___ RAW RECORDS ___

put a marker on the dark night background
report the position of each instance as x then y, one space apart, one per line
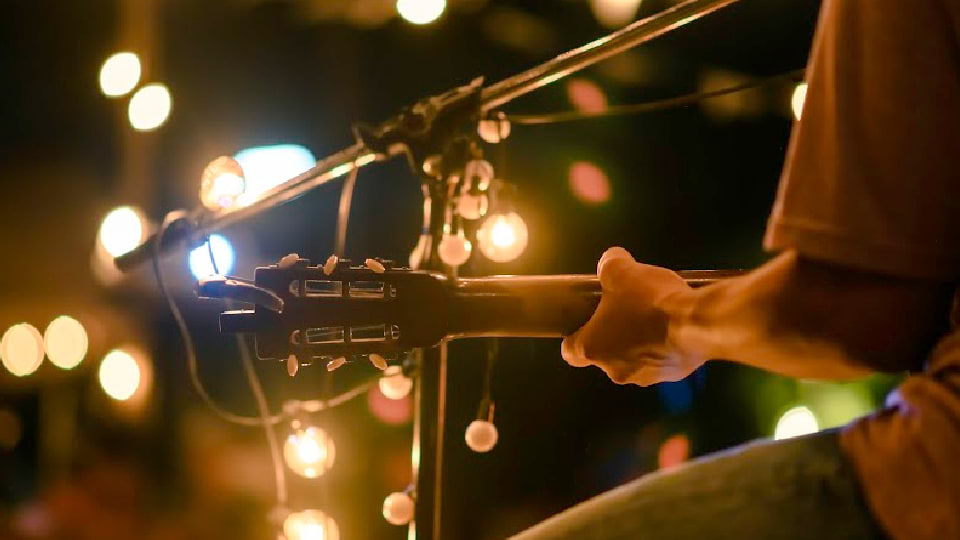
691 188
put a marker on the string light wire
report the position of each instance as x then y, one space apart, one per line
651 106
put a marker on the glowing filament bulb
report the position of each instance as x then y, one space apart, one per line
421 11
454 249
398 508
310 525
394 384
795 422
481 436
122 229
309 452
65 341
222 184
120 74
798 99
21 349
502 237
119 375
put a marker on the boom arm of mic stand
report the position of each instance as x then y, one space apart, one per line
490 98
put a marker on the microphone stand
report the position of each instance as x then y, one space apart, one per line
425 129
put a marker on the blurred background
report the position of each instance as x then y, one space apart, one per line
110 111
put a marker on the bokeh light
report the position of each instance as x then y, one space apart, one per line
421 11
394 412
119 74
310 525
309 452
119 374
798 99
222 183
502 237
398 508
123 229
614 13
149 107
65 341
454 249
797 421
21 349
589 183
674 451
200 264
394 384
265 167
586 96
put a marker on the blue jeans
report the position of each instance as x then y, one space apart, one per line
800 488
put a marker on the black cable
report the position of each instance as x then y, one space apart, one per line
343 211
188 345
650 106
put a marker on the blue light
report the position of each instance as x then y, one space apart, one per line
200 265
267 166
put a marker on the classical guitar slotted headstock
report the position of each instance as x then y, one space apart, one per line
337 309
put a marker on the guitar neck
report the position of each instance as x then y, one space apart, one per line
535 306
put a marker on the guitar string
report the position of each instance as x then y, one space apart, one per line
651 106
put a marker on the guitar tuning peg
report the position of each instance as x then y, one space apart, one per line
378 361
330 265
288 261
293 365
336 363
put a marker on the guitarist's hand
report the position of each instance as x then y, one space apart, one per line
627 337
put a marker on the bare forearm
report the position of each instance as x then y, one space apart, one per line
808 319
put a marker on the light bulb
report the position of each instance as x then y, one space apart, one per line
798 99
65 341
454 249
795 422
222 183
120 74
394 384
481 436
398 508
21 349
421 11
473 205
149 107
502 237
199 259
119 374
478 174
122 229
494 130
310 525
309 452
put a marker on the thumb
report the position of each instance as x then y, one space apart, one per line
613 264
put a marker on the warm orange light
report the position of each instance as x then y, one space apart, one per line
65 341
674 451
589 183
309 452
119 374
21 349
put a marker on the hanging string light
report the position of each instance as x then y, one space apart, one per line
310 525
398 508
308 450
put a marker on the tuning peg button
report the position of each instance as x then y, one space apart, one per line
336 363
378 361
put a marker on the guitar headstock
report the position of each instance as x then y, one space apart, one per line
337 309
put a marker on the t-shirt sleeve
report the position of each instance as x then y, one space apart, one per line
872 178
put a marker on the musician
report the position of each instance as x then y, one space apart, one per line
867 226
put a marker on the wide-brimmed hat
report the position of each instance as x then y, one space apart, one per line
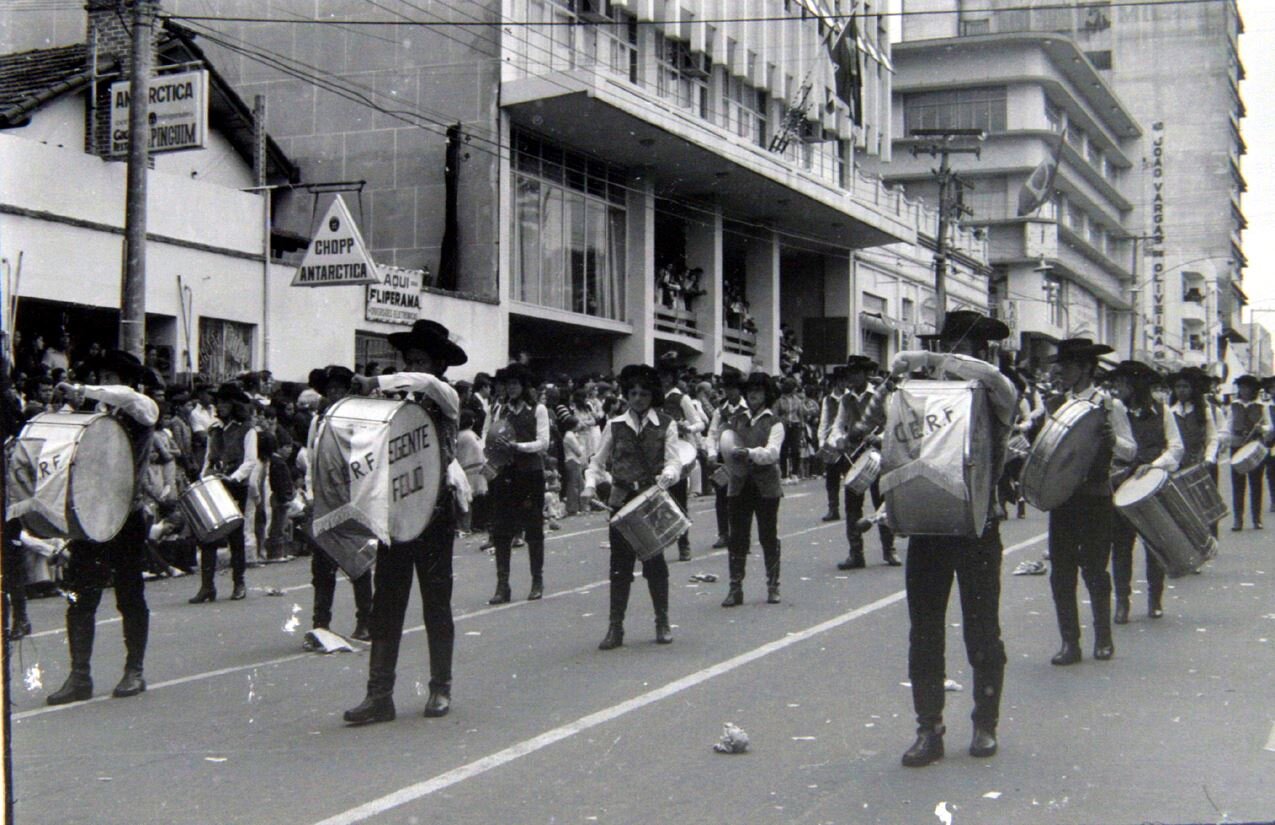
969 325
1135 371
1079 350
861 364
645 376
519 372
434 338
760 380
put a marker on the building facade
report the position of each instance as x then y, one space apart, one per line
1176 69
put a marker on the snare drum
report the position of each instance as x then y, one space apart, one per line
1163 515
1062 454
863 472
211 510
72 476
650 522
936 466
1248 458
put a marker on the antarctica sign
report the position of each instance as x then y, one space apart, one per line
337 255
397 299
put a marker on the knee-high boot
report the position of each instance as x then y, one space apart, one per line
78 686
619 605
379 703
659 601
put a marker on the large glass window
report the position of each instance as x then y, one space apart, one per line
570 231
958 109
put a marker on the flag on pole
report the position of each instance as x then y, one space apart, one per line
1039 186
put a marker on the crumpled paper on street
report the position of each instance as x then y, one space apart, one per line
733 740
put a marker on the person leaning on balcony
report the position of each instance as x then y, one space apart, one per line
1250 421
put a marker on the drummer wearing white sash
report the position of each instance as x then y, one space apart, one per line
427 351
1250 423
1080 529
1159 445
121 560
640 448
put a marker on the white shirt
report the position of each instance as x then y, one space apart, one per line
597 469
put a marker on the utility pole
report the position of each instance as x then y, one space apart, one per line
133 299
945 143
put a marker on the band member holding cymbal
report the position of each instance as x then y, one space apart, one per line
755 485
427 351
121 560
1080 529
640 448
933 561
1159 444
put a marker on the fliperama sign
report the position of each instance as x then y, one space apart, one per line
337 255
397 299
177 112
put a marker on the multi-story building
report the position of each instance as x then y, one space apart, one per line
1063 268
1174 68
587 182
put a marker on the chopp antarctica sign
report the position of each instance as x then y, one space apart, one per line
337 255
397 297
177 110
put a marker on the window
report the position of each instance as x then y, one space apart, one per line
569 228
225 348
961 109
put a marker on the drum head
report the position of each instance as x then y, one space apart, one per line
1141 487
102 480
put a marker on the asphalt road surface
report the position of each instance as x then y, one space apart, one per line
240 726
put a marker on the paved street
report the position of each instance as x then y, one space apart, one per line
240 726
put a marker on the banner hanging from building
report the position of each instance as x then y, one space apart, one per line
337 255
177 110
397 297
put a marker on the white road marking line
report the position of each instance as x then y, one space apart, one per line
485 611
476 768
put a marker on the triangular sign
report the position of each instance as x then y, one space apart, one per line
337 255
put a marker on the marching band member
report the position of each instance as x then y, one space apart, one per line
1080 529
517 495
640 446
732 402
933 561
678 407
1250 421
232 455
833 469
121 560
755 491
1158 445
337 384
854 404
427 351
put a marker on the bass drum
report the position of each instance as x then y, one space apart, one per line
72 476
1061 457
378 473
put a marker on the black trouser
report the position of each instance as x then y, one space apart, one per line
517 499
743 506
14 570
91 569
1123 537
1253 481
722 506
854 511
1080 541
624 560
323 576
430 555
933 561
235 541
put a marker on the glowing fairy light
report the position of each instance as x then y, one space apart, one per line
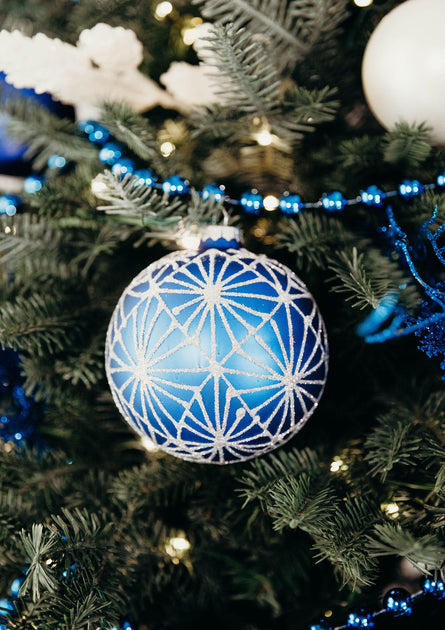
167 148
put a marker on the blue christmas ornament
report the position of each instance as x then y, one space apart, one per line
175 185
333 201
359 619
33 184
252 202
145 177
290 204
9 204
321 625
218 355
398 602
122 167
217 192
410 188
372 196
434 587
110 153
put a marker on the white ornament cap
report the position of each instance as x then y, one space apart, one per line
221 237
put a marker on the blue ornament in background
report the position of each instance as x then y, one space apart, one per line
110 153
252 202
97 133
334 201
218 355
434 587
290 204
175 185
33 183
398 602
359 619
56 162
18 412
9 204
145 177
372 196
410 188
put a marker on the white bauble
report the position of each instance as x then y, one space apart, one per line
403 69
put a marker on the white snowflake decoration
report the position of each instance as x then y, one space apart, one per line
216 356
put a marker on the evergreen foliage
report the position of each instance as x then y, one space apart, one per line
91 515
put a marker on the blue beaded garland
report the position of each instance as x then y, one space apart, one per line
218 355
321 625
33 184
217 192
410 188
290 204
372 196
110 153
359 619
175 185
333 201
97 133
252 202
398 602
123 167
434 587
145 177
9 204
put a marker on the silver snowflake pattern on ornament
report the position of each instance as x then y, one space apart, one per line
217 356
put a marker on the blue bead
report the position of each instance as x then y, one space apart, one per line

___

OBJECTIVE
Begin with the line that contains "put a marker on the evergreen foliage" and set down each line exactly until the records above end, including the final line.

WRITTEN SOLUTION
put a marker on the evergreen foliage
report the position of each instance as x then y, one space apart, one per line
91 515
put a marker on the blue beaded garland
report the position of each instance as x then y, one space apart, one per line
218 355
321 625
33 184
217 192
410 188
290 204
372 196
110 153
359 619
175 185
333 201
97 133
252 202
398 602
123 167
434 587
145 177
9 204
put a marker on the silver snowflake pattern on ornament
report the position of each instance as x then y, one space apart, one per line
217 356
put a marker on the blue bead
report the position of each instance as x then y, one space apart, one per line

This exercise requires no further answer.